#### TASK PROMPT
Pull out every line in the items below that contains the string "pixels". Case counts, so include only lines that match its capitalization.

# START OF INFORMATION SUPPLIED

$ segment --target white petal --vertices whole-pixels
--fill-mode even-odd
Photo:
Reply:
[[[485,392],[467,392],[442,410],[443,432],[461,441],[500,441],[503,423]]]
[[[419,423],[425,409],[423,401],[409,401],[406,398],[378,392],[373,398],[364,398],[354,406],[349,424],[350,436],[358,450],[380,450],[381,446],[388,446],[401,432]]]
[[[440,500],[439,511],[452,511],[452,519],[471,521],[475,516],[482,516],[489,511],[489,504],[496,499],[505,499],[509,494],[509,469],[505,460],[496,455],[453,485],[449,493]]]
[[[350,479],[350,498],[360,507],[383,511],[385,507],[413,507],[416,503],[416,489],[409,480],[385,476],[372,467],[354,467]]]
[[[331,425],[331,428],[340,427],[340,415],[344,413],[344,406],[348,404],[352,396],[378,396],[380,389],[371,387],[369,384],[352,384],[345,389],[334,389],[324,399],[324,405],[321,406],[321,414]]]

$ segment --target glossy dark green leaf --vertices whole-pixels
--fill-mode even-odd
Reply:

# END OF INFORMATION SUPPLIED
# START OF INFORMATION SUPPLIED

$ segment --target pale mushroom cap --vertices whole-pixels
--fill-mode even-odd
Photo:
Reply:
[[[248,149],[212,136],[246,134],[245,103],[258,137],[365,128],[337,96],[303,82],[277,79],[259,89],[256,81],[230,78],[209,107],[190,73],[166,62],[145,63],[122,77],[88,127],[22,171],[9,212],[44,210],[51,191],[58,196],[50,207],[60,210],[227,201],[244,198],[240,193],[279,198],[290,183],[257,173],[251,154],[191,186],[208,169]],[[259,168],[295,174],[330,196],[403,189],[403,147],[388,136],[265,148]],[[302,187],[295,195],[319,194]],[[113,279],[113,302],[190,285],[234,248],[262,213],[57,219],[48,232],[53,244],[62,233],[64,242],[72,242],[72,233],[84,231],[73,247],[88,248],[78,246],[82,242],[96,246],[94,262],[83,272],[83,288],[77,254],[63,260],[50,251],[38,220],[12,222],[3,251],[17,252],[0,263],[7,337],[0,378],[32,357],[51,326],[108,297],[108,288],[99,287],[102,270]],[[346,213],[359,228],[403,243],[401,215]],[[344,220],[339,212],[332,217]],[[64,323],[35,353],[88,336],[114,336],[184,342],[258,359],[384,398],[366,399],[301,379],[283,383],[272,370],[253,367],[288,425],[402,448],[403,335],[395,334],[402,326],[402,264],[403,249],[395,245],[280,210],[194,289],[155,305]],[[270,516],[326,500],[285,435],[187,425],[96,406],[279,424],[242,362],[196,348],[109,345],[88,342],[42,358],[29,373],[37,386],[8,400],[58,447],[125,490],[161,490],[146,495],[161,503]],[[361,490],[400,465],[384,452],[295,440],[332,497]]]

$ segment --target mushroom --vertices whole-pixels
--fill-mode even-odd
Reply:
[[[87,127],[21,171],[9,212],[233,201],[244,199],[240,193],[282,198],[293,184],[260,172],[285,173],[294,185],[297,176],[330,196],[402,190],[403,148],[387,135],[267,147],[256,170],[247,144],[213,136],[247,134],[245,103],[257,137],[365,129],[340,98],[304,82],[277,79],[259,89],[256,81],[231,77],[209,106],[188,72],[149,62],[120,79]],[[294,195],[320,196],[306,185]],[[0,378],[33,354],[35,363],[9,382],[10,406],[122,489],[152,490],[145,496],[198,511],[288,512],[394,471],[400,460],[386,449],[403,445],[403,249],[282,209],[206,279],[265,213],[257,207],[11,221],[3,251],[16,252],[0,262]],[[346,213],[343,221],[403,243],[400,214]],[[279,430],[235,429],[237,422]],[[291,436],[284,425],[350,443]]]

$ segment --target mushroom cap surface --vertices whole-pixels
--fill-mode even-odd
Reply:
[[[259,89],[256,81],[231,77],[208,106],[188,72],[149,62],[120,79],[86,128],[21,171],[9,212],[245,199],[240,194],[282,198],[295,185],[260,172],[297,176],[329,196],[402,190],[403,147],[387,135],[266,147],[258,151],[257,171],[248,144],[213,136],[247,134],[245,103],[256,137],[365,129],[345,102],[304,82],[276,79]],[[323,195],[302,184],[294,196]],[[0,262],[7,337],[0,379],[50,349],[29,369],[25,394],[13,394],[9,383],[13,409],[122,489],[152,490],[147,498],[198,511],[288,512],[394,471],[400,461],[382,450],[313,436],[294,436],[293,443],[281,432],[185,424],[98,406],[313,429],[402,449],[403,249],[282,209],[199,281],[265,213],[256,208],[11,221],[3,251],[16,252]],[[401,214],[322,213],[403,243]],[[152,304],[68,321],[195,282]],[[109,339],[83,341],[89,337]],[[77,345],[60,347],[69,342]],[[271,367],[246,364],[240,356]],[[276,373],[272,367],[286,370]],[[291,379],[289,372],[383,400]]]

# END OF INFORMATION SUPPLIED

#### FINAL RESULT
$ segment --target white petal --vertices whole-pixels
$ segment --target glossy dark green leaf --vertices whole-pixels
$ segment --target pale mushroom cap --vertices whole-pixels
$ segment --target mushroom --vertices whole-pixels
$ segment --target mushroom cap surface --vertices whole-pixels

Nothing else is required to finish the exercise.